SELECTION
>> START

Samsung DeX Pad.One neat feature of the Galaxy S8 phone was its ability to transform into a desktop workstation with the addition of Samsung’s DeX Station – which did a surprisingly good job of connecting the phone to a monitor, mouse and keyboard, and, importantly, optimising the interface for the larger screen. 

Samsung has refined that concept with the new DeX Pad, which will be cheaper than the DeX Station, support multiple screen resolutions, and hold the Galaxy S9 flat, so its screen can double as a touchpad (whereas the DeX Station held the phone upright).

Nokia continues to gain momentum 

Nokia 8 Sirocco.Nokia’s comeback was one of the success stories of 2017. Now made by Finnish company HMD Global, an estimated 8.7 million Nokia smartphones were shipped globally last year, according to Counterpoint Research – a very solid result considering the brand was only relaunched in January 2017.

>> END

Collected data
>> START

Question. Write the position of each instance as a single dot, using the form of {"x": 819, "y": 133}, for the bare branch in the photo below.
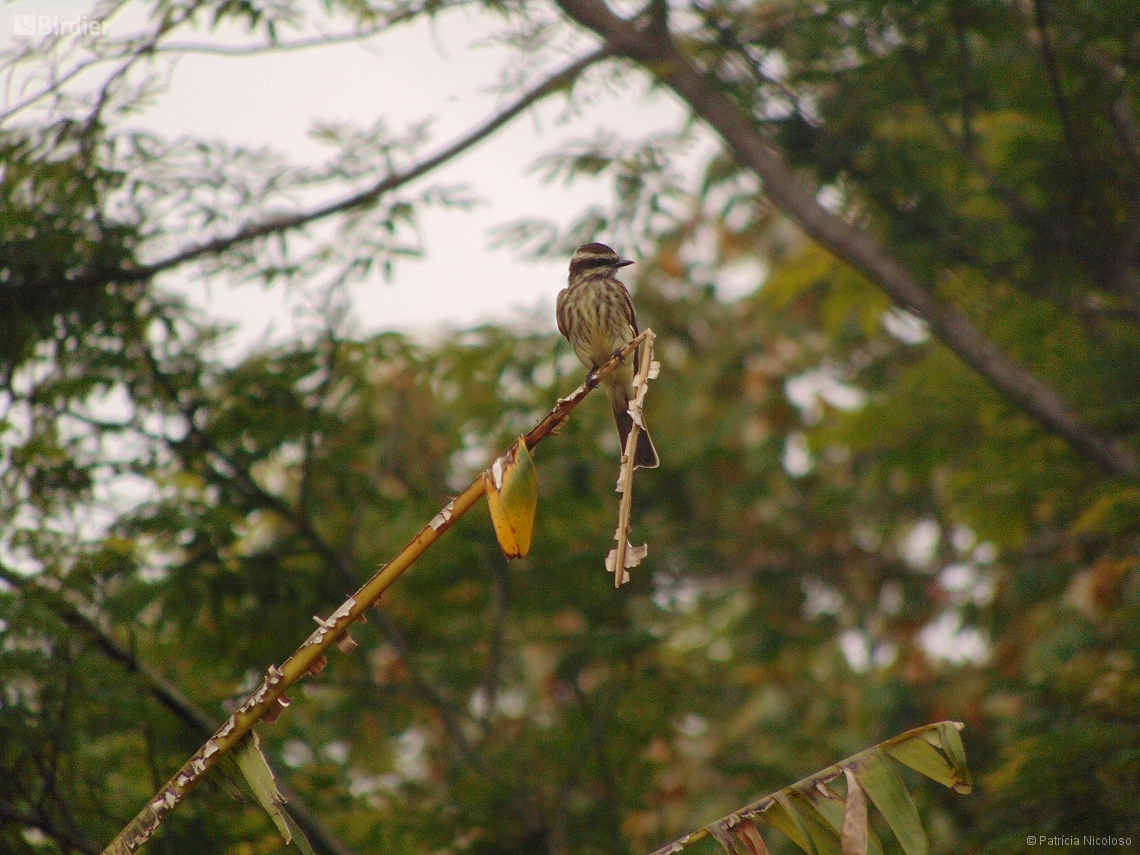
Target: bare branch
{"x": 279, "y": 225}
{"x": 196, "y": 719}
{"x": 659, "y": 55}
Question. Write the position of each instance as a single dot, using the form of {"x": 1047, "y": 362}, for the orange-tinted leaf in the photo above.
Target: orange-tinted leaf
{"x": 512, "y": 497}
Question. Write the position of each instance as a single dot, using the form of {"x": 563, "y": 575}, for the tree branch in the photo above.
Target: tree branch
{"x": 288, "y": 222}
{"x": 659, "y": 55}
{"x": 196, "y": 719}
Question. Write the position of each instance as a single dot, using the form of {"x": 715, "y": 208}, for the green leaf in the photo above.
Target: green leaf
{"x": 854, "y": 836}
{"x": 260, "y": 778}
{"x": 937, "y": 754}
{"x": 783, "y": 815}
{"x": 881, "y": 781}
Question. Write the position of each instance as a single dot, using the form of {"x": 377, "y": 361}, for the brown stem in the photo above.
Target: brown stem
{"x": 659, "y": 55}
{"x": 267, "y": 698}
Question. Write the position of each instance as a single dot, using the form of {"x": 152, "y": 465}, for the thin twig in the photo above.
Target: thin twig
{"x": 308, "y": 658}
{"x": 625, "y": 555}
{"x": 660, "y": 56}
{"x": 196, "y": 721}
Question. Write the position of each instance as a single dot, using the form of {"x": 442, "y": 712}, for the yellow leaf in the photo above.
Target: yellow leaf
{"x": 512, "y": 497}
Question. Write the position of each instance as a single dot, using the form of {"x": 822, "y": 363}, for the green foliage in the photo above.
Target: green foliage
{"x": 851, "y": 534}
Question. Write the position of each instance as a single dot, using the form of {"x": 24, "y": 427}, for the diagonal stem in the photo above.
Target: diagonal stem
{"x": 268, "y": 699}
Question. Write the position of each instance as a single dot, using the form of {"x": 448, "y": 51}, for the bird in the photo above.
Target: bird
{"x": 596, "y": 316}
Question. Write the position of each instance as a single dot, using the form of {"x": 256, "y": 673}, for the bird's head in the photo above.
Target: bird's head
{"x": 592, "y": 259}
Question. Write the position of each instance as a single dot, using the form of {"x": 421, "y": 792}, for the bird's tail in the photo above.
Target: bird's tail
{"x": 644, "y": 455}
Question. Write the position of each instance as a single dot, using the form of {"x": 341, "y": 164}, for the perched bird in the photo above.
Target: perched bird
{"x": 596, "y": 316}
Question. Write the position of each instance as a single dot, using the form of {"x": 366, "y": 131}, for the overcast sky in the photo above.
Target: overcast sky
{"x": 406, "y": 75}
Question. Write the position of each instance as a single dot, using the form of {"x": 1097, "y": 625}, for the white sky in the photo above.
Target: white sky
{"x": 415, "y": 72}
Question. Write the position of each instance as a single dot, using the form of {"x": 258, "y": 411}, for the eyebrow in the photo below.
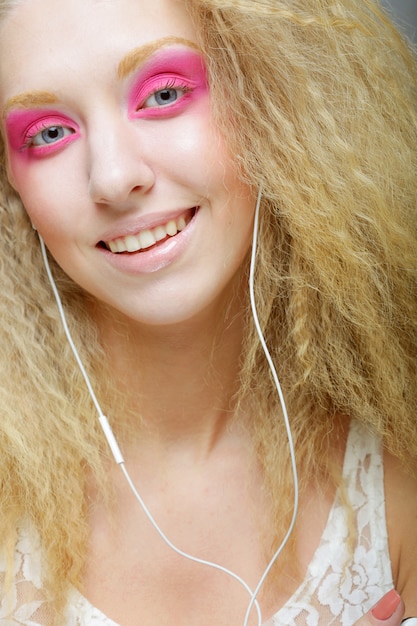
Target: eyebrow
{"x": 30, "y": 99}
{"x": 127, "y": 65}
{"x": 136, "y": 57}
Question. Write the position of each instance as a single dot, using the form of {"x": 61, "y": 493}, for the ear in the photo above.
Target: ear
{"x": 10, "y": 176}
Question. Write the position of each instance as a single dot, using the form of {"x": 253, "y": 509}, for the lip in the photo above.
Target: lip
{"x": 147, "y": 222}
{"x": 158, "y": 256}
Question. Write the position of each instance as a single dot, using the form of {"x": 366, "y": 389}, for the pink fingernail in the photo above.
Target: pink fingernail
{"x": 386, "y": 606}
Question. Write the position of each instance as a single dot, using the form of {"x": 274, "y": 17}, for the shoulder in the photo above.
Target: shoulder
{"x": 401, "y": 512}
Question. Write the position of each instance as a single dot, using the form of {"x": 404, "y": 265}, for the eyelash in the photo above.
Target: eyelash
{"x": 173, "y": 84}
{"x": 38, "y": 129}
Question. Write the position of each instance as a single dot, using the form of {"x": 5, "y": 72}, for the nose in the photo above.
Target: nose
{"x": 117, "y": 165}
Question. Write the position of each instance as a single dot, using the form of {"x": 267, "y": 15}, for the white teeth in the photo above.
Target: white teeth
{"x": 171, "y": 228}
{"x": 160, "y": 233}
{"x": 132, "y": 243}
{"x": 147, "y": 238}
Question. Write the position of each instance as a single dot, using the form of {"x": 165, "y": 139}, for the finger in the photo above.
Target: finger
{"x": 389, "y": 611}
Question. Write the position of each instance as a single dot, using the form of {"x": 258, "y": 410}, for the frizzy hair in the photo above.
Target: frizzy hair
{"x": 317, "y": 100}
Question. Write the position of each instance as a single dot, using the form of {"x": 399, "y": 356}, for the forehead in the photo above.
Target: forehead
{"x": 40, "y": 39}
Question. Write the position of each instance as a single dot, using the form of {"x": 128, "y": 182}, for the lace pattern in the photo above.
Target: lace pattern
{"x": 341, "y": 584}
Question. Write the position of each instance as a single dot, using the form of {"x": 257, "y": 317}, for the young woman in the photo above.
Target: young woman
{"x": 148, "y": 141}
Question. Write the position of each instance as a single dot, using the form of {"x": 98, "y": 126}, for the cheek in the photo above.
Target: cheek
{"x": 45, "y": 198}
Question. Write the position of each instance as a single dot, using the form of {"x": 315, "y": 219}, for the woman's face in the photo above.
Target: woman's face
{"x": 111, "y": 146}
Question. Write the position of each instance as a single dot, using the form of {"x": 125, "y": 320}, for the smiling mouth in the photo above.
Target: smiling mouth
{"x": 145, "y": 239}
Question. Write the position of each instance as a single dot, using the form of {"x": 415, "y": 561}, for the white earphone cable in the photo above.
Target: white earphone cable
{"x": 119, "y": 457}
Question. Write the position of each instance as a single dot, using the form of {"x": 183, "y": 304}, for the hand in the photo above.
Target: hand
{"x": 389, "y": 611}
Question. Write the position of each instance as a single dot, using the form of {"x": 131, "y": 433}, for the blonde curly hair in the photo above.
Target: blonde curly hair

>> END

JOB 1
List every named hardware product mentioned in the smartphone news excerpt above the collected data.
JOB 2
Carry the smartphone news excerpt forward from its final sentence about Nokia's 2017 shipments.

RESULT 1
Samsung DeX Pad, Galaxy S8, DeX Station, Galaxy S9, Nokia 8 Sirocco

RESULT 2
HMD’s recipe for success was its good range of understated but well-designed smartphones at reasonable prices, running on a stock Android platform. HMD is aiming to build on that success with four new smartphones.

At the bottom end, the 4.5in Nokia 1, priced at A$149, comes with the lightweight Go edition of Android for budget phones; the others in the new range use a new version of the operating system called Android One. The advantage of One is that updates such as security patches come directly from Google, instead of having to wait months for the manufacturer or carrier to relay it. It’s Android as Google intends it, without the often unnecessary software extras that come with most Android phones.

The Nokia 8 Sirocco is the most ambitious of Nokia’s new phones, offering an edge-to-edge, 5.5in display, waterproofing and other enhancements – but with a hefty price rise from the first-generation Nokia 8’s A$899 to A$1199. The 6in Nokia 7 Plus for A$749, or the 5.5in Nokia 6 (2018 edition) for A$449, look like better value.

A few surprises

Land Rover Explore.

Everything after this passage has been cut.